- _WORK ITEM_
The reply should consist of the full listing, written out exactly.

- _RECORDS SUPPLIED_
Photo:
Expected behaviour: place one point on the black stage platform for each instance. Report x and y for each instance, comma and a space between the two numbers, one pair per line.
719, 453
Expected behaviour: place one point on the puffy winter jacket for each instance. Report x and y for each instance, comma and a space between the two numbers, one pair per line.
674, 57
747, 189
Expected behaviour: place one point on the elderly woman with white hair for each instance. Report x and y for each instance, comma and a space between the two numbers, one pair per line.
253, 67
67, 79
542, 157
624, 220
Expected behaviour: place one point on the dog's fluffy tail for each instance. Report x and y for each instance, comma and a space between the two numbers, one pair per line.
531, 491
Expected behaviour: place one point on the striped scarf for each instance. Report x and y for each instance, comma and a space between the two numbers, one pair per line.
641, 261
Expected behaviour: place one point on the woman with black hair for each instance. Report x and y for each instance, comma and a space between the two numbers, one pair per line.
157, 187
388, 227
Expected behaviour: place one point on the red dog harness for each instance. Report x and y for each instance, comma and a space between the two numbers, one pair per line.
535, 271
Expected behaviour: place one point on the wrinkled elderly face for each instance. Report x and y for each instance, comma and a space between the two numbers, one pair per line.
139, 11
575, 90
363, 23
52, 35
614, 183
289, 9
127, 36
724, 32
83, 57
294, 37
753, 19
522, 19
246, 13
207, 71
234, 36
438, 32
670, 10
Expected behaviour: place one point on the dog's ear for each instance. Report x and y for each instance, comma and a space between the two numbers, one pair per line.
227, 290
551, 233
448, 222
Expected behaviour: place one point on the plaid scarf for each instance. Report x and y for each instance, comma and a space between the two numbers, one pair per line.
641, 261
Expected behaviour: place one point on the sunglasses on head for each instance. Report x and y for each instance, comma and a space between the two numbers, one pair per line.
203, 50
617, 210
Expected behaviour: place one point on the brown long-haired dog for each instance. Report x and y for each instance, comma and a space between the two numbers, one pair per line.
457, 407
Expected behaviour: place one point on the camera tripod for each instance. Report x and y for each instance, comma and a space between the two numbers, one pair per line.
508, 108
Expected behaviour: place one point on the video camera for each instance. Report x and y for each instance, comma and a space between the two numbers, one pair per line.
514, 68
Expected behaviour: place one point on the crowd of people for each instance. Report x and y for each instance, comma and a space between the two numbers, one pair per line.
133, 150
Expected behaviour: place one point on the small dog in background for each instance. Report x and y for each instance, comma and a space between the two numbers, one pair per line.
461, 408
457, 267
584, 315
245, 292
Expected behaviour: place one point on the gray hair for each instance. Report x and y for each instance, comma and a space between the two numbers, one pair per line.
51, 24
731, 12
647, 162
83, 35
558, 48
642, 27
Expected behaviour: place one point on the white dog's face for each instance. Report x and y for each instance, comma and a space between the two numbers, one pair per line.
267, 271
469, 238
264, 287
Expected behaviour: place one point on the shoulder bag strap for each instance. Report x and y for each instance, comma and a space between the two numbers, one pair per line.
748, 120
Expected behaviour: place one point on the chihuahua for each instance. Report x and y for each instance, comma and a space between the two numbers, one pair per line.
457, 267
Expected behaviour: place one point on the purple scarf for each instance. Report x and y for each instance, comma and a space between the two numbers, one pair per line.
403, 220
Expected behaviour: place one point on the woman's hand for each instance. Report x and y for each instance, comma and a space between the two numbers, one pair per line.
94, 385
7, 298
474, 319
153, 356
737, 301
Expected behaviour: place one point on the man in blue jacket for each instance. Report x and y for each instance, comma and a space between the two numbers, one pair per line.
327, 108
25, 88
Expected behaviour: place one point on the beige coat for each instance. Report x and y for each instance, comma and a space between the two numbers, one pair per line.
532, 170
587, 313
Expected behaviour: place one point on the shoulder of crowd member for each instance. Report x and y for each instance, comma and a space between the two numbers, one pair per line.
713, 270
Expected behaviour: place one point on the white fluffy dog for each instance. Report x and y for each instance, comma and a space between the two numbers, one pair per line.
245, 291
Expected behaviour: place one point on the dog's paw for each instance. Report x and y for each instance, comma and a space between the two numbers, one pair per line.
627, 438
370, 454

- _RESULT BELOW_
Photo:
Expected behaviour: place one point on the black stage platform for each instance. Report x and y for each instance, comma and a space between the two numbers, one pair per line.
719, 453
Expected behaviour: place one point on the puffy winter jacket for each instance. Report x and y for each instance, comma and a space between the two numbers, one pair per line.
674, 57
747, 189
Expected behaviour: place one point on the elderly woman with white hair for each instance. Report x and y for each instance, comma and a space between the two numbers, one pair per line.
253, 67
67, 79
542, 157
624, 220
Expected behaviour: place one point on the dog's fluffy tail for each instance. Report x and y for each instance, comma and a space between the two numbers, one pair per line.
531, 491
Expected behaviour: place one point on the striped scarf for each instance. Report x and y for each instance, comma and a space between the two numbers, one pair per line.
641, 261
Expected behaviour: place one point on the woman with black hair for each instance. Report x and y for each instance, comma and a space between the two numbers, one pair per line.
157, 187
388, 227
Expected behaviour: place one point on the red dog harness for each instance. Report x and y for each instance, comma and a space between the two numbers, one pair per line.
535, 271
Expected behaviour: place one point on the wrinkled elderly face for each instance. Report x and y for each instance, comma and a space between the two numbers, one pair per line.
139, 11
575, 90
363, 23
52, 35
614, 183
289, 9
127, 36
724, 32
83, 57
294, 37
753, 19
522, 19
246, 13
207, 71
234, 36
438, 32
670, 10
Expected behaviour: place one point on the dog's ear for each instance. Report x and y for each instance, comma and a space between the two numbers, one pair per line.
227, 290
551, 233
448, 222
Expected behaviour: place one point on the plaid scarf for each instance. Report x and y for each instance, comma and a space between the two numbers, one pair per line.
641, 261
Expected behaviour: place one point on the sunglasses on head for each instance. Report x and y for each instance, comma and a space between the two numbers, one pair per line.
203, 50
617, 210
Expected behaviour: place one point on the brown long-haired dog for each instance. Report x and y for each instance, comma and a space between the two numbers, one pair per line.
457, 407
Expected behaviour: place one point on the camera tripod for each instance. Report x and y for each instance, comma and a space between the two numbers, one pair per line.
508, 108
Expected behaviour: place one point on the video camera for each instance. Report x and y for each instance, comma and a space between the two numbers, one pair per line.
514, 68
Expected behaviour: place one point on the crowd of people for each instance. Report x and y for each instance, comma and a space between the two numbers, one pair per line.
133, 150
Expected behaviour: place one point on the small dog in background for each instance. Report x and y for each instance, comma and a space between the two numbers, one pair per line.
461, 408
457, 267
584, 315
245, 292
Expected behaviour: place one point on the gray hair for each instance. Report x and y for each instance, comma and a space between the two numbers, one pair per line.
51, 24
731, 12
647, 162
83, 35
558, 48
642, 27
Expected behaviour: place one point on the white dog's face for each instance. Report x and y for each instance, comma and a space between the two numbers, one pair per line.
267, 271
469, 238
264, 287
Expected behaviour: place one point on the shoulder bag strap for each instance. Report x and y for each instance, comma and a space between the two numbers, one pair per line.
748, 120
Expected behaviour: place one point on the chihuahua for each instance. Report x and y for each instance, comma and a space between the two numbers, one pair per line.
457, 267
Expected behaviour: place one point on the purple scarf for each instance. Report x and y for each instance, comma and a space between the two numbers, one pair per line.
403, 220
Expected behaviour: place one point on the woman's hand for each instance. Report x and y for each instance, comma and a space between the two numbers, one pair per line.
94, 385
7, 298
474, 319
153, 356
737, 301
Expected behaviour: place one point on the man in blue jacket for each instance. Report x and y for each instance, comma and a space between the two numbers, one pair per line.
327, 108
25, 88
Expected behaviour: place one point on the beige coat for each instance. Report x and y for each instance, comma and a space between the two numbers, one pair per line.
532, 170
587, 313
Expected behaviour: place one point on the shoulder of crowd member for each instance. Report x and y for each instance, comma and a space between the two numbers, one pair per line.
713, 270
Expected behaviour: place one point on the white fluffy dog for each instance. Report x and y for each instance, comma and a space between the two numbers, one pair per line.
245, 291
Expected behaviour: place one point on the dog's paw for each instance. Report x and y for each instance, comma and a space between the two numbers, one pair per line.
627, 438
370, 454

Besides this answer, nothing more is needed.